▶ [Set problem A]: Return the passage of the forum thread on the camper trick that begins with the words containing "Does anyone know" and ends with "was a camper.", copied without any change.

▶ [Text to read]:

+++++

Yes you can delete the new character first, it won't change what's already been saved. There is no need to go through your mayor first. 

The only thing about this trick is that you really need a lot of patience and luck. The rate of a camper showing up is not very high..


----------



## Campy

lena said:


> Yes you can delete the new character first, it won't change what's already been saved. There is no need to go through your mayor first.
> 
> The only thing about this trick is that you really need a lot of patience and luck. The rate of a camper showing up is not very high..


Thank you! I'm not really using it for the camper trick actually; I just convinced a villager from another town to move in and used this for their house placement. But they luckily put it in a good spot on the first try!


----------



## Robert Plant

So I have to try this BEFORE playing with my mayor?

Duh. *hits constantly his head with a TV remote*


----------



## unravel

Thank you now I can get good.villagers weee but yeah Im yoo stupid that i build reset center thimgy xD


----------



## ForgottenT

Tengu said:


> So I have to try this BEFORE playing with my mayor?
> 
> Duh. *hits constantly his head with a TV remote*



Yes xD
Every day the camper resets, so before playing your other characters you have to do this trick for it to work 

- - - Post Merge - - -



Treasure_Aubrey said:


> Thank you now I can get good.villagers weee but yeah Im yoo stupid that i build reset center thimgy xD



Resetti should not show up 

- - - Post Merge - - -



darkfire25 said:


> I've heard of this and I plan on doing this. But I thought there had to be someone there in the first place? This can be done on any day as long as you start with the new villager?



Yes, it can be done any day


----------



## ForgottenT

Marceline said:


> I just gave this a try now, sadly no one was in my camp! I'll try again tomorrow, thanks for structuring the trick step by step! It's less confusing ^ ^



Well the trick is that you can try unlimited times, just keep making new characters until a camper shows up 
No problem


----------



## VonTreece

Excellent job! I've been using this tactic for awhile now, but I have yet to see a thread as in-depth as this one on the subject!

This is almost sticky-worthy. It's explained very well and I can see people asking this question time and time again.


----------



## Cranky Squirrel

Does anyone know if this can "force" a camper to show up? I've done this trick last weekend. The first time I loaded the game for the day with the new character I created, there was a camper's tent. I checked it out and reset. The next time I loaded the game, I created a new character, there was another tent, I checked it out. The camper was different, but not to my liking, so I reset again. The next three times I reset, there was no camper. Then there was a couple of restarts where there was a camper. 

All told, in about twenty restarts, I had maybe six campers. My point is that the first game load of the day had a camper. If the first game load of the day does not have a camper, will one show up if I reset enough times? Or are there certain possible camping days and if the game isn't on one of those days, there will never be a tent that day no matter how many times you restart?

I have Pippy moving out on Saturday (if anyone's interested) and I plan on resetting for campsites on Sunday morning once she's gone. I'm just trying to find out if it's worth my time scouting for potential villagers if I load up the game with the new character and do not see a campsite the first time.

+++++

▶ [Set problem B]: State how many lines of the listing below contain the string "cloud". Reply with the number alone.

▶ [Extracted information]:

+++++

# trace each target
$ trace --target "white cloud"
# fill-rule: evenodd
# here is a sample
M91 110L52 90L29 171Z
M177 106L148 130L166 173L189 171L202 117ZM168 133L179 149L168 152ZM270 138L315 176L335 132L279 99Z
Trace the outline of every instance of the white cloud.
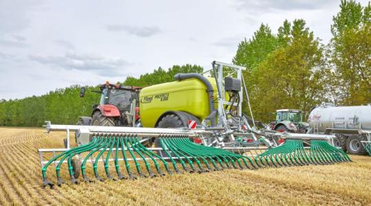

+++++

▶ [Final result A]:
Does anyone know if this can "force" a camper to show up? I've done this trick last weekend. The first time I loaded the game for the day with the new character I created, there was a camper's tent. I checked it out and reset. The next time I loaded the game, I created a new character, there was another tent, I checked it out. The camper was different, but not to my liking, so I reset again. The next three times I reset, there was no camper. Then there was a couple of restarts where there was a camper.

▶ [Final result B]: 2